• THE TASK:
Could you recast the data below as a Markdown table with two columns, Row and Text, giving each line its own numbered row and leaving out blank lines?

-.-.-

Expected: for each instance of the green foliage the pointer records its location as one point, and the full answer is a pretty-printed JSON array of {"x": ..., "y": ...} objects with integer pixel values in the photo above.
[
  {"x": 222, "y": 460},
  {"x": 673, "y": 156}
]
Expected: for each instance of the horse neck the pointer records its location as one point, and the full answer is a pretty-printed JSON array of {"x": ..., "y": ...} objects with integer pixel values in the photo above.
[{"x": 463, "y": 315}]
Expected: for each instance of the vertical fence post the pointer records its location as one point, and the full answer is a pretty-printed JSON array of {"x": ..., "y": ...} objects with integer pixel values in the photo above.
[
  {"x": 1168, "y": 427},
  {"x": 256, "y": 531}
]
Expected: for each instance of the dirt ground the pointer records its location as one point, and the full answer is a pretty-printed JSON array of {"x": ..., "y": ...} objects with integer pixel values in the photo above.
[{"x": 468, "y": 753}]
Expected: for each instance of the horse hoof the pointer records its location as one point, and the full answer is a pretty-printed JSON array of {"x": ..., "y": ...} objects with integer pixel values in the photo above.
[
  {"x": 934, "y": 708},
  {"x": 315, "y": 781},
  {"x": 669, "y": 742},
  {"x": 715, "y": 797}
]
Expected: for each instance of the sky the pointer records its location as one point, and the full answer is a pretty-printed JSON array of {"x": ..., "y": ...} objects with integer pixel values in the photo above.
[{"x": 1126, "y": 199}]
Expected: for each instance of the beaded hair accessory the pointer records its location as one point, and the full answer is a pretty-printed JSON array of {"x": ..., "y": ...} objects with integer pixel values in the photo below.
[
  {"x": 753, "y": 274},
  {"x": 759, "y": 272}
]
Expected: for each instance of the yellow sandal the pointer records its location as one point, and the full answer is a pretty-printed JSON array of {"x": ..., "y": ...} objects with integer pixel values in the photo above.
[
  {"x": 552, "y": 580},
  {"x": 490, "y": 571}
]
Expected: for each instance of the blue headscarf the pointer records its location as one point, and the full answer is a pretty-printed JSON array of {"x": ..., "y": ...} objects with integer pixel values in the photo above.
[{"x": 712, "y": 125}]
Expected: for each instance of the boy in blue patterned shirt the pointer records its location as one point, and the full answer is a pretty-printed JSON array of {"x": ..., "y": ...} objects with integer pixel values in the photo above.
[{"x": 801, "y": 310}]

-.-.-

• OUTPUT OF THE EXERCISE:
| Row | Text |
|---|---|
| 1 | Expected: for each instance of the green foliage the pointer records its location as one point, and the full answer is a pretty-printed JSON array of {"x": ..., "y": ...} objects with integer pixel values in the photo above. |
| 2 | [ |
| 3 |   {"x": 222, "y": 460}, |
| 4 |   {"x": 673, "y": 156} |
| 5 | ] |
| 6 | Expected: for each instance of the horse neck the pointer records its location as one point, and the full answer is a pretty-printed JSON array of {"x": ..., "y": ...} objects with integer pixel values in the photo above. |
| 7 | [{"x": 463, "y": 315}] |
| 8 | Expected: for each instance of the vertical fence post the pointer records its location as one point, and the full answer is a pretty-printed JSON array of {"x": ..., "y": ...} objects with integer pixel values in the photo above. |
| 9 | [ |
| 10 |   {"x": 1168, "y": 427}, |
| 11 |   {"x": 256, "y": 531} |
| 12 | ] |
| 13 | Expected: for each instance of the dirt ground the pointer records its location as one point, and the full answer is a pretty-printed JSON array of {"x": ..., "y": ...} objects with integer pixel values in the photo above. |
| 14 | [{"x": 468, "y": 753}] |
| 15 | Expected: for each instance of the horse hoof the pointer records its location as one point, and the full answer is a pretty-printed JSON array of {"x": ..., "y": ...} objects with integer pixel values in the photo above. |
| 16 | [ |
| 17 |   {"x": 934, "y": 708}, |
| 18 |   {"x": 315, "y": 781}, |
| 19 |   {"x": 669, "y": 742}, |
| 20 |   {"x": 715, "y": 797} |
| 21 | ] |
| 22 | Expected: for each instance of the sky the pointer records its location as one point, and the full answer is a pretty-printed JSON array of {"x": ..., "y": ...} objects with integer pixel values in the photo above. |
| 23 | [{"x": 1126, "y": 199}] |
| 24 | Expected: for each instance of the beaded hair accessory the pointer records its location as one point, and the full answer is a pretty-printed JSON array of {"x": ..., "y": ...} objects with integer pixel values in the photo below. |
| 25 | [ |
| 26 |   {"x": 753, "y": 274}, |
| 27 |   {"x": 759, "y": 272} |
| 28 | ] |
| 29 | Expected: for each instance of the yellow sandal the pointer records its location as one point, and the full answer is a pretty-printed JSON array of {"x": ..., "y": ...} objects with integer pixel values in the photo above. |
| 30 | [ |
| 31 |   {"x": 552, "y": 580}, |
| 32 |   {"x": 490, "y": 571} |
| 33 | ] |
| 34 | Expected: for each instance of the blue headscarf the pointer records its location as one point, and the full answer is a pretty-printed JSON array of {"x": ..., "y": ...} objects with integer pixel values in the photo above. |
| 35 | [{"x": 712, "y": 125}] |
| 36 | Expected: for each instance of the boy in blue patterned shirt the pointer records its location as one point, and the full answer is a pretty-printed JSON array of {"x": ..., "y": ...} objects with integer pixel values in the photo above. |
| 37 | [{"x": 801, "y": 310}] |